## Records provided
::::::::::
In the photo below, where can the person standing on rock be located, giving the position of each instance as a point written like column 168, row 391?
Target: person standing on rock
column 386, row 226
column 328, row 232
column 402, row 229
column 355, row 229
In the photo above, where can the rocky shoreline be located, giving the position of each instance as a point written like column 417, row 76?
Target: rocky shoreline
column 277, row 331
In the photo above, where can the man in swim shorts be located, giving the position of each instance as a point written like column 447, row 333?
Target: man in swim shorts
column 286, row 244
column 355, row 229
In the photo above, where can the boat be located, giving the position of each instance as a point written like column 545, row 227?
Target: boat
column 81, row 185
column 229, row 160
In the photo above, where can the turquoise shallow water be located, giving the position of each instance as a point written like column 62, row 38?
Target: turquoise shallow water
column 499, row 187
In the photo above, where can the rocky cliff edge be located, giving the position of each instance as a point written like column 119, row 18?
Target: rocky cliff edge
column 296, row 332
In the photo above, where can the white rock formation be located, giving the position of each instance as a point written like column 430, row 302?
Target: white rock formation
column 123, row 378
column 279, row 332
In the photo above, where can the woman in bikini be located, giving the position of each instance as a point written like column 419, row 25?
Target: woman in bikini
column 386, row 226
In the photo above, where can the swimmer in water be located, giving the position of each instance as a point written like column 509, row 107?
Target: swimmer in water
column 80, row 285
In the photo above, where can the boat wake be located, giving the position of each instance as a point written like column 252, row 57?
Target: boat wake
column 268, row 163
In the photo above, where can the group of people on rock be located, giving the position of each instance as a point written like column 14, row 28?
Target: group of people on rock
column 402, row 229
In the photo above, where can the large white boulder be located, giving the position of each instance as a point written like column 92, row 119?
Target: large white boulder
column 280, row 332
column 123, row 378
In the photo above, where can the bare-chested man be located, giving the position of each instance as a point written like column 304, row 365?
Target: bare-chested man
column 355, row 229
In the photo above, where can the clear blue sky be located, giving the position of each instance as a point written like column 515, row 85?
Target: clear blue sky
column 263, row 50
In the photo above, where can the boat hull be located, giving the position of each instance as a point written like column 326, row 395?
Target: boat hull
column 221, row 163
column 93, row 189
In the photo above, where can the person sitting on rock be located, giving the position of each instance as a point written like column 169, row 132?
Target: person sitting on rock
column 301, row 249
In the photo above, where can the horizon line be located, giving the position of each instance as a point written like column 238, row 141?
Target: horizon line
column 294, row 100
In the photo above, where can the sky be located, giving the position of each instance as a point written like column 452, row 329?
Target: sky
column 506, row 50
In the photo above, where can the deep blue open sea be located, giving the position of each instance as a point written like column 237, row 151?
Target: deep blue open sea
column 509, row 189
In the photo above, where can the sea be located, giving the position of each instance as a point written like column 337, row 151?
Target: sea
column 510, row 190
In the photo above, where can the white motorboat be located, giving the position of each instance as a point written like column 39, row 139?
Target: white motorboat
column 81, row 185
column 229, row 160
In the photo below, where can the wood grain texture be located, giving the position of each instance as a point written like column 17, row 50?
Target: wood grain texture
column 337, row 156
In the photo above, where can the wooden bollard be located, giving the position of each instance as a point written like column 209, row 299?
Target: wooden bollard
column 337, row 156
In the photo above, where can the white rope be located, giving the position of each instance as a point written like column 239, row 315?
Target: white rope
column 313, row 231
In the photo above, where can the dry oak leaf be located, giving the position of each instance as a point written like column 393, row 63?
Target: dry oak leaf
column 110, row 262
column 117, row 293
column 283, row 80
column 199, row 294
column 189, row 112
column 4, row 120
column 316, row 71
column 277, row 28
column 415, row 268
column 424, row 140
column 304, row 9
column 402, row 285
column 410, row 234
::::::::::
## What the exercise asks
Reproduce the data exactly, character for character.

## Exercise response
In the photo below, where can the person standing on rock be located, giving the position of each instance as a point written like column 168, row 391?
Target: person standing on rock
column 386, row 226
column 328, row 232
column 402, row 229
column 355, row 229
In the photo above, where can the rocky shoreline be located, giving the position of each instance as a point written like column 417, row 76?
Target: rocky shoreline
column 277, row 331
In the photo above, where can the man in swim shorts be located, giving the position of each instance as a point written like column 447, row 333?
Target: man in swim shorts
column 286, row 244
column 355, row 229
In the photo above, where can the boat be located, giving the position of each instance as a point written like column 545, row 227?
Target: boat
column 81, row 185
column 229, row 160
In the photo above, where can the turquoise shallow water be located, giving the position of each instance as a point written like column 62, row 38?
Target: turquoise shallow water
column 499, row 187
In the photo above, where can the rocky cliff edge be located, giving the position of each instance as a point written like column 119, row 18?
Target: rocky cliff edge
column 296, row 332
In the photo above, where can the white rock formation be located, giving the position of each instance as a point written like column 430, row 302?
Target: white rock formation
column 123, row 378
column 279, row 332
In the photo above, where can the woman in bikini be located, giving the position of each instance as a point written like column 419, row 25?
Target: woman in bikini
column 386, row 226
In the photo above, where can the swimmer in water be located, giving the position of each instance as a point written like column 509, row 107?
Target: swimmer in water
column 80, row 285
In the photo above, where can the boat wake be located, giving the position of each instance as a point written like column 252, row 57?
Target: boat wake
column 268, row 163
In the photo above, where can the group of people on rock be located, giving the position of each instance as a point written like column 14, row 28?
Target: group of people on rock
column 402, row 229
In the photo above, where can the large white boulder be located, giving the position of each instance as a point written like column 92, row 119?
Target: large white boulder
column 280, row 332
column 123, row 378
In the photo above, where can the bare-chested man be located, giving the position of each instance as a point written like column 304, row 365?
Target: bare-chested man
column 355, row 229
In the photo above, where can the clear blue sky be located, giving the position of each instance as a point written like column 515, row 85?
Target: clear blue sky
column 263, row 50
In the photo above, where can the boat hull be located, giving the position of each instance as a point written like column 326, row 395?
Target: boat hull
column 221, row 163
column 93, row 189
In the photo above, where can the person sitting on rock be located, giving the position of each instance as a point written like column 169, row 132?
Target: person sitting on rock
column 301, row 249
In the photo above, where can the horizon line be located, giving the position of each instance as a point written like column 238, row 141?
Target: horizon line
column 294, row 100
In the photo above, where can the sky be located, giving the position of each instance as a point written like column 452, row 329?
Target: sky
column 506, row 50
In the photo above, where can the deep blue open sea be located, giving the position of each instance as a point written like column 237, row 151?
Target: deep blue open sea
column 509, row 189
In the photo above, where can the sea be located, giving the position of each instance as a point written like column 337, row 151?
Target: sea
column 510, row 190
In the photo above, where can the white motorboat be located, giving the position of each instance as a point written like column 39, row 139?
Target: white motorboat
column 81, row 185
column 229, row 160
In the photo below, where can the wood grain texture be located, giving the position of each instance as a point written like column 17, row 50?
Target: wood grain texture
column 337, row 156
In the photo above, where can the wooden bollard be located, giving the position of each instance as a point written like column 209, row 299?
Target: wooden bollard
column 337, row 156
In the photo above, where can the white rope be located, giving the position of each instance as a point written like column 239, row 315?
Target: white rope
column 313, row 231
In the photo above, where can the dry oak leaf be located, giving the position of each instance as a point written like column 393, row 63?
Target: dry oak leaf
column 110, row 262
column 117, row 293
column 283, row 80
column 199, row 294
column 189, row 112
column 4, row 120
column 316, row 71
column 277, row 28
column 415, row 268
column 424, row 140
column 304, row 9
column 402, row 285
column 410, row 234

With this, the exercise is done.